# What to produce
Repeat the entries shown below with every word and mark intact.

Point-per-instance localization data

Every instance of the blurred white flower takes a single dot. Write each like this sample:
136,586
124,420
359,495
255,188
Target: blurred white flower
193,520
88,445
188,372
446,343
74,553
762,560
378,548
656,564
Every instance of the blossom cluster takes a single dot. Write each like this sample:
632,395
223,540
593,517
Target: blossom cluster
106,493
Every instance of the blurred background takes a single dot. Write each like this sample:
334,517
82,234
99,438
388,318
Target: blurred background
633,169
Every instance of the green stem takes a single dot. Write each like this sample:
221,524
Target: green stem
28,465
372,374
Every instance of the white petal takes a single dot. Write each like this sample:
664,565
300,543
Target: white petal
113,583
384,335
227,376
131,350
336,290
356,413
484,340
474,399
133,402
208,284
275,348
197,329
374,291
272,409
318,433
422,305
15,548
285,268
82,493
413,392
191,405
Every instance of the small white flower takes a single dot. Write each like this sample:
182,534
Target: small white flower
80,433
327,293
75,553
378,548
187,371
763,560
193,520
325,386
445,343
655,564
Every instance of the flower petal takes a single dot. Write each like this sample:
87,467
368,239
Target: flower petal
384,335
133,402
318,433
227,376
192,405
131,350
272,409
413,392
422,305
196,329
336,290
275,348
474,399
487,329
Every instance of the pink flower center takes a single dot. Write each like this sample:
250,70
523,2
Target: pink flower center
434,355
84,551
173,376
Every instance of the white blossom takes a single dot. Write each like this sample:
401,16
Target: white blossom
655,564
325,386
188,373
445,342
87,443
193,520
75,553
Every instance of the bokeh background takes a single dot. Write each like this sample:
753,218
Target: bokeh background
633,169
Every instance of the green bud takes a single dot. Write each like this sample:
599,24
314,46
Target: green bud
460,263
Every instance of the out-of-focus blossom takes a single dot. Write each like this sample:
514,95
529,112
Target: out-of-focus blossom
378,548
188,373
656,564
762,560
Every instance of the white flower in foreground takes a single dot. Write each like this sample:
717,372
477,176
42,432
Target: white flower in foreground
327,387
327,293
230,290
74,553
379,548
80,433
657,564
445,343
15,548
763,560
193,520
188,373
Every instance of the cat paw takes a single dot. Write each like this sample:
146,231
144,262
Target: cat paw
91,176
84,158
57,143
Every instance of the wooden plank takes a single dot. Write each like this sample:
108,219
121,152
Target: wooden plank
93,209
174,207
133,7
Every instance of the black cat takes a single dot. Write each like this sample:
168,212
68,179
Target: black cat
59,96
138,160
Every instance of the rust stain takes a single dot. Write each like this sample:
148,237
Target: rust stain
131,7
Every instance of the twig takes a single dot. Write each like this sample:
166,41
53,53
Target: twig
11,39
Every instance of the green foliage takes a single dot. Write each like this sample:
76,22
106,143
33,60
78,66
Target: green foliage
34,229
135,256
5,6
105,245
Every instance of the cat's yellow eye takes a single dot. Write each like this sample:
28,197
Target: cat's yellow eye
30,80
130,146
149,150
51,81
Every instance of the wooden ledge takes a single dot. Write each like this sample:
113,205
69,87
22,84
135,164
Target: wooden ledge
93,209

# Solution to this task
Every instance of the blurred white flower takes a single dot. Write each like this sample:
136,586
124,420
359,495
255,188
Target: blurred white flower
193,520
88,445
188,372
446,343
74,553
762,560
378,548
656,564
Every instance of the blossom cluster takes a single dot. Write each like this sample:
632,395
223,540
593,517
Target: blossom cluster
106,493
Every instance of the blurred background takes a single dot. Write each like this sample:
334,517
82,234
99,438
388,318
Target: blurred background
633,169
Every instance of the green stem takes a single dot. Write each like this sample:
221,524
Target: green stem
28,465
372,374
Every instance of the white petal takes a single dot. Write each like this sample:
664,565
300,543
Target: white petal
113,583
384,335
227,376
131,350
336,290
356,413
484,340
474,399
133,402
208,284
275,348
197,329
374,291
272,409
318,433
422,305
15,548
285,268
82,493
413,392
191,405
Every instance of the small white flower takes a single dot. Write each like this sample:
182,534
Target: small white flower
80,433
327,293
75,553
378,548
187,371
763,560
193,520
325,386
445,343
655,564
Every instance of the flower petal takes a single dot. Write each like this sample:
87,467
368,239
Target: flower petal
384,335
133,402
318,433
227,376
192,405
131,350
272,409
413,392
422,305
196,329
336,290
275,348
474,399
487,329
Every instance of the pink flower center takes a single dot. Write each like this sample:
250,70
523,2
Target: pink flower center
434,355
84,551
173,376
Every instance of the white blossom takes a single dot. Write each like this sample:
401,16
Target: white blossom
655,564
325,386
188,373
445,342
87,443
193,520
75,553
Every instance of the bokeh background takes a single dot. Write each like this sample:
753,218
Target: bokeh background
633,169
Every instance of the green bud takes a single dot. Write each like this sample:
599,24
314,46
Target: green bud
460,263
Every instance of the out-of-focus blossom takes a single dot. Write each like this sample:
514,95
529,112
Target: out-of-focus blossom
378,548
188,373
656,564
762,560
Every instance of the white flower in foreground takes a single dot. Write each like this sample:
717,372
477,176
42,432
Target: white flower in foreground
327,387
327,293
230,290
74,553
379,548
80,433
657,564
445,343
15,548
763,560
193,520
188,373
Every instance of the cat paw takes a single dot. Write each like this sample:
146,231
144,262
Target: cat paw
91,176
84,158
57,143
Every instance of the wooden plank takes a single dot. Write each like this sample:
108,219
121,152
Target: wooden plank
93,209
174,207
133,7
Every instance of the black cat takes a single dot. Write each like this sample:
168,212
68,179
Target: black cat
59,96
138,160
Every instance of the rust stain takes a single dot. Write each like this sample:
148,237
Target: rust stain
131,7
Every instance of the twig takes a single dot. Write each like this sample:
166,41
53,53
Target: twig
11,39
Every instance of the green foliage takes a single dot. Write each like this sample:
76,22
106,143
33,60
78,66
Target: green foliage
34,229
135,256
5,6
105,245
Every instance of the cat's yellow eye takes a single dot. Write each like this sample:
28,197
Target: cat's yellow eye
30,80
130,146
149,150
51,81
Every instance of the wooden ledge takes a single dot. Write each like this sample:
113,205
69,87
22,84
135,164
Target: wooden ledge
93,209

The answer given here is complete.